==== Task input ====

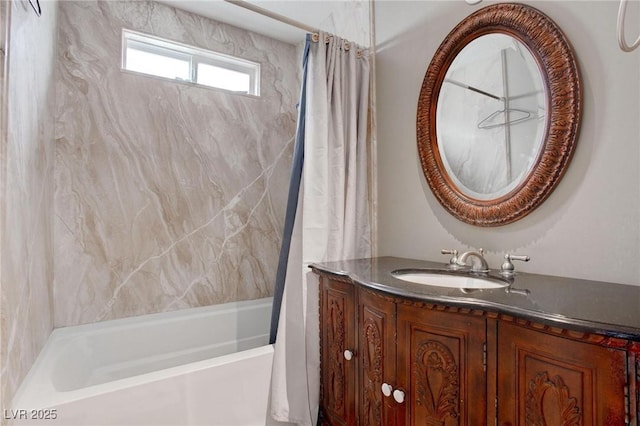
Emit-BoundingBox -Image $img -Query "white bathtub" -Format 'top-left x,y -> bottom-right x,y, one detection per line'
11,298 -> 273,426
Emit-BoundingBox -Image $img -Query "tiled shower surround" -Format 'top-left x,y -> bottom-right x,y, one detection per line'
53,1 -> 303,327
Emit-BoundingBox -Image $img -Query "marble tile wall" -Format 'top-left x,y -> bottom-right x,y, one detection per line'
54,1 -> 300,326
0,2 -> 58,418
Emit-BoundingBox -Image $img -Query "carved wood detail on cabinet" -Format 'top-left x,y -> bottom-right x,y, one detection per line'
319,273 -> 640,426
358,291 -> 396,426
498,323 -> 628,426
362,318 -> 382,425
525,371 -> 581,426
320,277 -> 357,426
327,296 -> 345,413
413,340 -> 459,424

====
==== Task input ====

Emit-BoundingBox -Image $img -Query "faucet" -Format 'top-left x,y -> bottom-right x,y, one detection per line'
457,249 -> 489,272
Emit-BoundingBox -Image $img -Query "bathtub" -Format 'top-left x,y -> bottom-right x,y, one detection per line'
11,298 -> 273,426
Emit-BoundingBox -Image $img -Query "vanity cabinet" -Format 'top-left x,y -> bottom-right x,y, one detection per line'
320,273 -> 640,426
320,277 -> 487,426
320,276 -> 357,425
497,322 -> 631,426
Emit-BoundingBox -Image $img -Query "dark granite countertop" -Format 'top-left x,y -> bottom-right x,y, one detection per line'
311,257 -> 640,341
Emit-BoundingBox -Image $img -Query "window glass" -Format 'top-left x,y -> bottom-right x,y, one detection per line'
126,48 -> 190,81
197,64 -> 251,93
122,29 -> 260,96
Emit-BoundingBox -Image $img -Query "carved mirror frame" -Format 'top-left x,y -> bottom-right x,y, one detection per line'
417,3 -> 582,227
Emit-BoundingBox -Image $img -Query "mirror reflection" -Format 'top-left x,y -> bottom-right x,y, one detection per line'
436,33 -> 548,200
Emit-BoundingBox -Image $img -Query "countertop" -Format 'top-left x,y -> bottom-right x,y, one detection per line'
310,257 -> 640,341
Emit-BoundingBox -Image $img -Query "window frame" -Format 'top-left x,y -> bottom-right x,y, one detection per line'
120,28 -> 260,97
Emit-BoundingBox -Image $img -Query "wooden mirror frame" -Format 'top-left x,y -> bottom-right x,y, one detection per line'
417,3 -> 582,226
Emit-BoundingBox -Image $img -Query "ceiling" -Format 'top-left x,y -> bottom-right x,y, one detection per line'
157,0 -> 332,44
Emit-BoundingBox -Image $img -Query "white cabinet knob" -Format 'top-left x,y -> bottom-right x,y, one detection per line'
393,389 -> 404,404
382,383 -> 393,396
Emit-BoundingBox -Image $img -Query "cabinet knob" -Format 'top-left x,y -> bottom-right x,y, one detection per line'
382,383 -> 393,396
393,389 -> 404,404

====
==== Task input ====

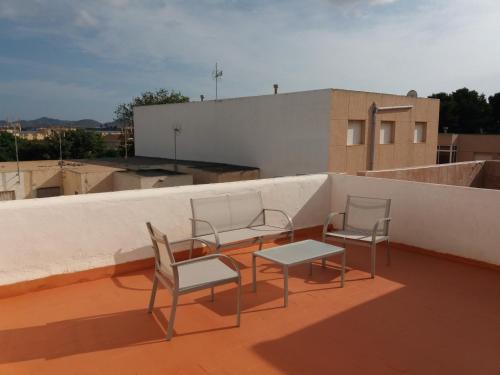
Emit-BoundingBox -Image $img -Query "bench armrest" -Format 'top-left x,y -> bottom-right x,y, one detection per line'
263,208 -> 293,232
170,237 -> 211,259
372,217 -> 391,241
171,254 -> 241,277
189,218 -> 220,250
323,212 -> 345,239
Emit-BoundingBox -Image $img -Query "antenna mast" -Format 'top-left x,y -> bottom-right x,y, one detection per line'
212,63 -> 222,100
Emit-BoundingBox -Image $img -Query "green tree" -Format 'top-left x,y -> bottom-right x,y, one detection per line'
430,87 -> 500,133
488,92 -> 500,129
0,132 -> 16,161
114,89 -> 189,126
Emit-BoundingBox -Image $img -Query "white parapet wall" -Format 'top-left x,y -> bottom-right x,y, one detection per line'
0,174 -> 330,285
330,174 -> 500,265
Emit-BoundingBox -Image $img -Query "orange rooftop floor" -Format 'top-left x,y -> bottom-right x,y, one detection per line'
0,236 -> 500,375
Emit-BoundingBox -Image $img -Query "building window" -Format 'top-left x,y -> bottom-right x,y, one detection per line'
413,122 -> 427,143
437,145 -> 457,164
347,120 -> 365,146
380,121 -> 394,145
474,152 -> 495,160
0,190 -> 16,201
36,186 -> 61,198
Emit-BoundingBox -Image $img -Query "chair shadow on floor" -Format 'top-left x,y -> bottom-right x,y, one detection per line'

====

▸ Stated problem
Pick out every line in the rows above that contains the word "wall". Copy those lines.

▸ Result of this exercise
Emit-BoundingBox -Image $img -Query "marble tile wall" -Format 'top-left x,y -> bottom-right x,y, one detection per line'
Emit-BoundingBox -Image $img -Query "white parapet wall" -Format 'top-left x,y -> bottom-right x,y, one detection per line'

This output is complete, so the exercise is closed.